• [TEXTE CITÉ]:

--------------------

L’European Divide Trail en 80 jours | Avec Nicolas & Julien

Tout commence par un coup de téléphone, des idées pour les vacances qui ont très vite escaladées sur un plan aventure. Une semaine c’est bien, mais trois mois c’est mieux. Ce désir d’aller loin nous a saisi sans prévenir. Un choix évident apparait sous nos yeux : un périple bikepacking traversant l’Europe depuis le nord-est jusqu’au sud-ouest, sans passer par les routes toutes tracées. Après plusieurs mois de préparation physique et mentale, nous avons décidé de suivre la route de l’European Divide Trail, depuis le haut de la Norvège, en passant par la Finlande, la Suède, le Danemark, l’Allemagne, la France, l’Espagne et pour arriver jusqu’au bout du Portugal.

Nous embarquons vers Kirkenes en Norvège. Démonter nos vélos puis les emballer pour le voyage n’est pas une mince affaire, sans parler du stress engendré. À l’arrivé le carton de Julien est d’ailleurs complétement éventré à cause de la pluie et tout le contenu est éparpillé dans le cargo. Heureusement pour nous les employés de l’aéroport sont compréhensifs et parviennent à tout réunir. Pas la peine de paniquer.

Nous nous dirigeons vers Grense Jakobselv en Finlande, notre point le plus à l’est, à la frontière de la Russie. Nous commençons à rouler et l’océan Arctique apparait. Un choc avec notre paysage urbain habituel. Il fait 6 degrés, et notre périple vers le sud vient de commencer. Nous quittons rapidement la toundra norvégienne pour arriver près des lacs finlandais. Nous découvrons un paysage marécageux, autant de petits étangs qui nous reflètent à notre passage. C’est aussi à ce moment que nous rencontrons nos premiers moustiques. Nous étions prévenus et pourtant notre arrêt pour la nuit nous donna du fil à retordre. Le temps d’installer la tente et en quelques secondes des centaines de moustiques se réunirent pour nous accueillir.

--------------------

• [ENTRÉES DE DONNÉES]:

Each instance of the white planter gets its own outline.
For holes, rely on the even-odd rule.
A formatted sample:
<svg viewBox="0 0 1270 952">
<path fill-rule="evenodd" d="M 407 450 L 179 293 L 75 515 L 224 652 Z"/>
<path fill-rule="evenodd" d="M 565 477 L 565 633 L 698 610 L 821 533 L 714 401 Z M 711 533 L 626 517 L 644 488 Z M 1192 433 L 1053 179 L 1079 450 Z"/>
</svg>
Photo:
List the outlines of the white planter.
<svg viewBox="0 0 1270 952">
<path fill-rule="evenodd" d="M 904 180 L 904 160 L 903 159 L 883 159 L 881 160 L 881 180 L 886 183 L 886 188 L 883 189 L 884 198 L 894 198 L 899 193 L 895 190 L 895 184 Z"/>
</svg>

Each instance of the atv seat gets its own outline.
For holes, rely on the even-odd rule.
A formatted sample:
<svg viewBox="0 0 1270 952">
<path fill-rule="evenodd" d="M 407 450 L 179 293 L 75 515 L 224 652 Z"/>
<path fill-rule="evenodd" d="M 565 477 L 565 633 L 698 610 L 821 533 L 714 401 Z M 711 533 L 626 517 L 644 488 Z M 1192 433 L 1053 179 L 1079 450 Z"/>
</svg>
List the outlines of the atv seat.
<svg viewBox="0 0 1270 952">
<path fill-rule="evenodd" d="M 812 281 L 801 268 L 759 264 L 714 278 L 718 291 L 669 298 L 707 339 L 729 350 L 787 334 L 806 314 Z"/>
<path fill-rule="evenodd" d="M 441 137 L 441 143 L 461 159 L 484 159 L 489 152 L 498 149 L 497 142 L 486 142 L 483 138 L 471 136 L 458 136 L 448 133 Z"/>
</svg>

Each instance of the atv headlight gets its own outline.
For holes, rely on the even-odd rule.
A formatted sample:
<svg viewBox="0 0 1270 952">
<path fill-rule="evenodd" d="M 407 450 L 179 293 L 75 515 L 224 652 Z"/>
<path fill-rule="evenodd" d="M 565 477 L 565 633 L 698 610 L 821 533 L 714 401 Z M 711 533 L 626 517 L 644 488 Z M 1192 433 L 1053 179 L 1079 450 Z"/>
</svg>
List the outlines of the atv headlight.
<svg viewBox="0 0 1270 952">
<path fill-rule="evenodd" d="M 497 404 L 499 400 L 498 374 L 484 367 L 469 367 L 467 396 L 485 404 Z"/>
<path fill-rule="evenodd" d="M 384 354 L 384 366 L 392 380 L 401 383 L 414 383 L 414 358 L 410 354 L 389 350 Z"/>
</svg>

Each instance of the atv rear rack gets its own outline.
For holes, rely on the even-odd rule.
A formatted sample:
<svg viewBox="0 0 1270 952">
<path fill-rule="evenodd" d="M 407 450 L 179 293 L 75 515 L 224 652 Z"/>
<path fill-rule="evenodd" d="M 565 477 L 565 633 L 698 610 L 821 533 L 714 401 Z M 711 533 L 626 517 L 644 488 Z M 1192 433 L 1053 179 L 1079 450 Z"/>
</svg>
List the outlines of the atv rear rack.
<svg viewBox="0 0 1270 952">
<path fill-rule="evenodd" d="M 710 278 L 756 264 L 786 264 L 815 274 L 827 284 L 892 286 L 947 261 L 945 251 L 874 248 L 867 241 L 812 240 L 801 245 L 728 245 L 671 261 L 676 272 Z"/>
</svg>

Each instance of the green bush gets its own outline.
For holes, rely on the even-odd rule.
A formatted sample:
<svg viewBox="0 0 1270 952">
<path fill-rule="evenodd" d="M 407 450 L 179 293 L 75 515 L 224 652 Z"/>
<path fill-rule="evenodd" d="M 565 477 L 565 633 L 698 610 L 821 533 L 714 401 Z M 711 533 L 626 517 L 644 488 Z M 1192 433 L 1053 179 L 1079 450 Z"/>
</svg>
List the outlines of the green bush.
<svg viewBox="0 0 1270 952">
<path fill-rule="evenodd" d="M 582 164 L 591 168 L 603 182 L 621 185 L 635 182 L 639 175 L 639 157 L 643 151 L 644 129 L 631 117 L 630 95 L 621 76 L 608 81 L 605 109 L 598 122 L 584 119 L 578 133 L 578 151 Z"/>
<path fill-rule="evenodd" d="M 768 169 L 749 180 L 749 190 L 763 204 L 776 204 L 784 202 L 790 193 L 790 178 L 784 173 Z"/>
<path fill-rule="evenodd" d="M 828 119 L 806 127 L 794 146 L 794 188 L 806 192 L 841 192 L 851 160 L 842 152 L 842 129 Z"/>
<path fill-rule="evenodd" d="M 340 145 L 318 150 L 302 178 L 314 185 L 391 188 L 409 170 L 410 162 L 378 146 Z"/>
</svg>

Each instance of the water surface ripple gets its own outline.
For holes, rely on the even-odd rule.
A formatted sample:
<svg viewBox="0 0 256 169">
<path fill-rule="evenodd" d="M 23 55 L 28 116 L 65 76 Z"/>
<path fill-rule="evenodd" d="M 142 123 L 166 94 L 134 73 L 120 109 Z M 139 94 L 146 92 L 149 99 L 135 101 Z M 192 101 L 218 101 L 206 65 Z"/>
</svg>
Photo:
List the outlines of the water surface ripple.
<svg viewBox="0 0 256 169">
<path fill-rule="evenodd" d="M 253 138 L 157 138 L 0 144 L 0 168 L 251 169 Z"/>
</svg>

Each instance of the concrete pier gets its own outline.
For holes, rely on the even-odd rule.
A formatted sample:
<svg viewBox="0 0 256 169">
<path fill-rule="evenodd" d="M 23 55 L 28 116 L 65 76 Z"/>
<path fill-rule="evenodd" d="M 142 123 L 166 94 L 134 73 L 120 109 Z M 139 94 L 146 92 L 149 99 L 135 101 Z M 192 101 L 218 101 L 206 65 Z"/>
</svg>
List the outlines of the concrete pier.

--------------------

• [ÉNONCÉ RÉDIGÉ 1]: Reproduisez sans rien changer le passage du récit qui s'ouvre sur les mots « Nous nous dirigeons » et se referme sur « pour nous accueillir. ».
• [ÉNONCÉ RÉDIGÉ 2]: Relevez toutes les lignes du listing où figure la chaîne « rear ».
Le récit et le listing n'ont aucun lien entre eux.

• [SOLUTION RÉDIGÉE 1]:
Nous nous dirigeons vers Grense Jakobselv en Finlande, notre point le plus à l’est, à la frontière de la Russie. Nous commençons à rouler et l’océan Arctique apparait. Un choc avec notre paysage urbain habituel. Il fait 6 degrés, et notre périple vers le sud vient de commencer. Nous quittons rapidement la toundra norvégienne pour arriver près des lacs finlandais. Nous découvrons un paysage marécageux, autant de petits étangs qui nous reflètent à notre passage. C’est aussi à ce moment que nous rencontrons nos premiers moustiques. Nous étions prévenus et pourtant notre arrêt pour la nuit nous donna du fil à retordre. Le temps d’installer la tente et en quelques secondes des centaines de moustiques se réunirent pour nous accueillir.

• [SOLUTION RÉDIGÉE 2]:
Each instance of the atv rear rack gets its own outline.
List the outlines of the atv rear rack.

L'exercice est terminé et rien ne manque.